Travail à réaliser => Citez mot pour mot le passage de la chronique sur l'escapade automnale qui va de « Chronique #76 : Escapade » à « peuvent vraiment signifier. », ces deux extrémités comprises.

Texte extrait =>
Chronique #76 : Escapade automnale

2526
À l'occasion du Thanksgiving canadien, nous sommes partis passer un week-end prolongé près du lac Huron, afin de profiter de ce fameux automne canadien dont la simple évocation a toujours suffi à me faire fantasmer...
Automne canadien

Samedi


10h : La route qui nous emmène au nord de la région de Toronto traverse d'immenses étendues multicolores, offrant un paysage saisissant correspondant parfaitement à l'idée que je me suis toujours faite de l'automne canadien. Alors que les kilomètres défilent, que les fermes abandonnées en bois gris se succèdent et que les feuillus aux teintes flamboyantes s'étendent à perte de vue, j'entrevois ce qu'immensité, solitude et magnificence sauvage peuvent vraiment signifier.
11h : Nous quittons la route goudronnée pour une piste crayeuse projetant des milliers de petits cailloux sur la carrosserie rutilante de notre voiture de location (oups...). Autour de nous, quelques petites maisons de bois, une poignée de voitures, puis plus rien.
11h15 : Devant l'absence totale de panneaux de direction, nous nous demandons comment nous allons trouver notre destination Airbnb : située au coeur de la forêt, celle-ci n'est pas indiquée sur notre GPS. Mais qu'importe : nous avons le temps, Charles dort à l'arrière et les clefs du chalet nous attendent bien sagement dans leur "lockbox".
11h25 : Nous abandonnons la piste pour une autre plus étroite, puis pour un chemin gadouilleux. À la vue du visage de Julien, j'éclate de rire : l'idée de dormir dans un endroit totalement isolé n'a pas l'air de le réjouir. Me moquer gentiment de ses peurs m'évite de penser aux miennes… Je rationalise alors tout haut : à part nous faire attaquer par un ours serial killer, je vois mal ce qui pourrait nous arriver.

Données enregistrées =>
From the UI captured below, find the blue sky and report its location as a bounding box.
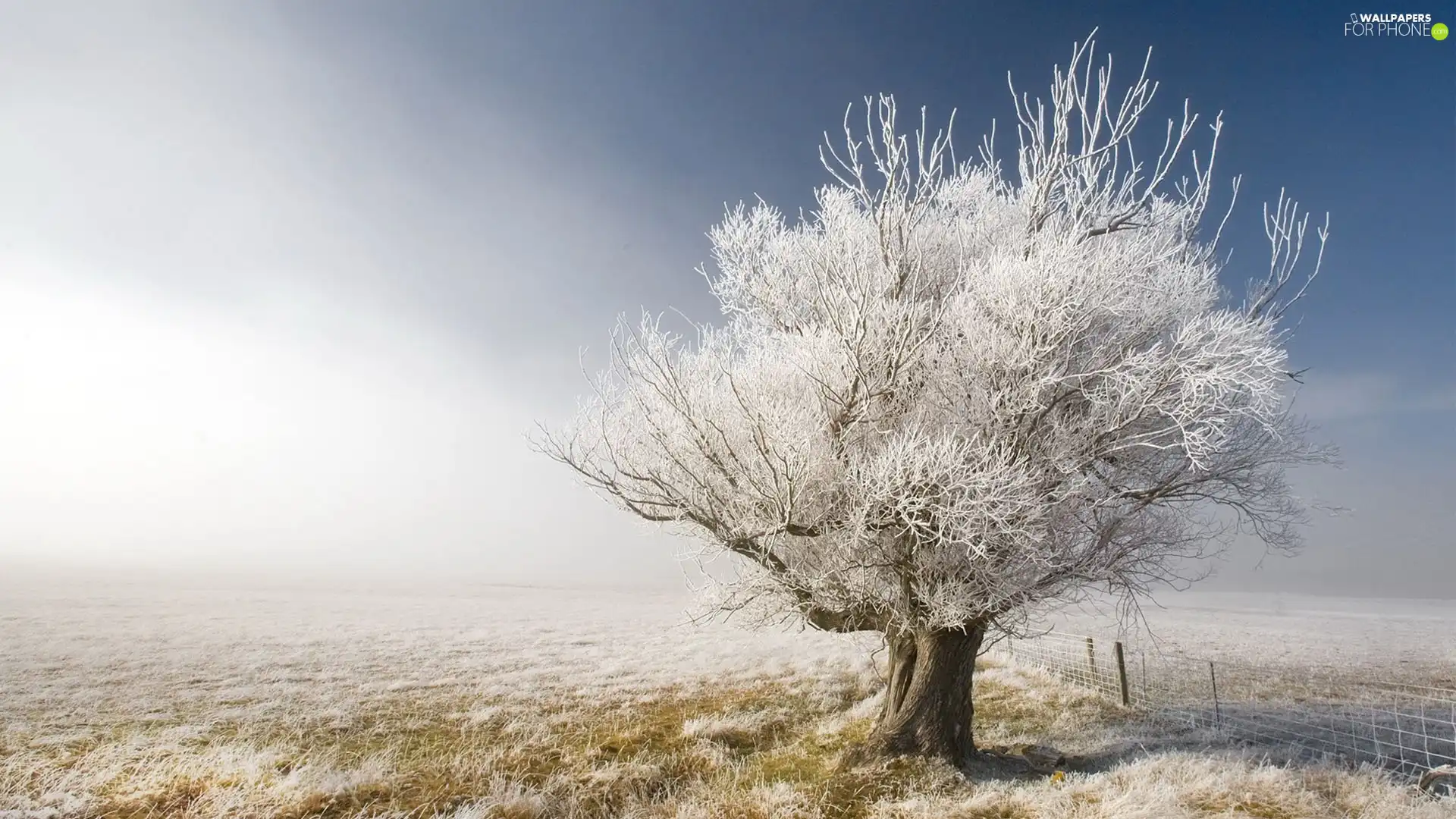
[0,2,1456,596]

Résultat final =>
Chronique #76 : Escapade automnale

2526
À l'occasion du Thanksgiving canadien, nous sommes partis passer un week-end prolongé près du lac Huron, afin de profiter de ce fameux automne canadien dont la simple évocation a toujours suffi à me faire fantasmer...
Automne canadien

Samedi


10h : La route qui nous emmène au nord de la région de Toronto traverse d'immenses étendues multicolores, offrant un paysage saisissant correspondant parfaitement à l'idée que je me suis toujours faite de l'automne canadien. Alors que les kilomètres défilent, que les fermes abandonnées en bois gris se succèdent et que les feuillus aux teintes flamboyantes s'étendent à perte de vue, j'entrevois ce qu'immensité, solitude et magnificence sauvage peuvent vraiment signifier.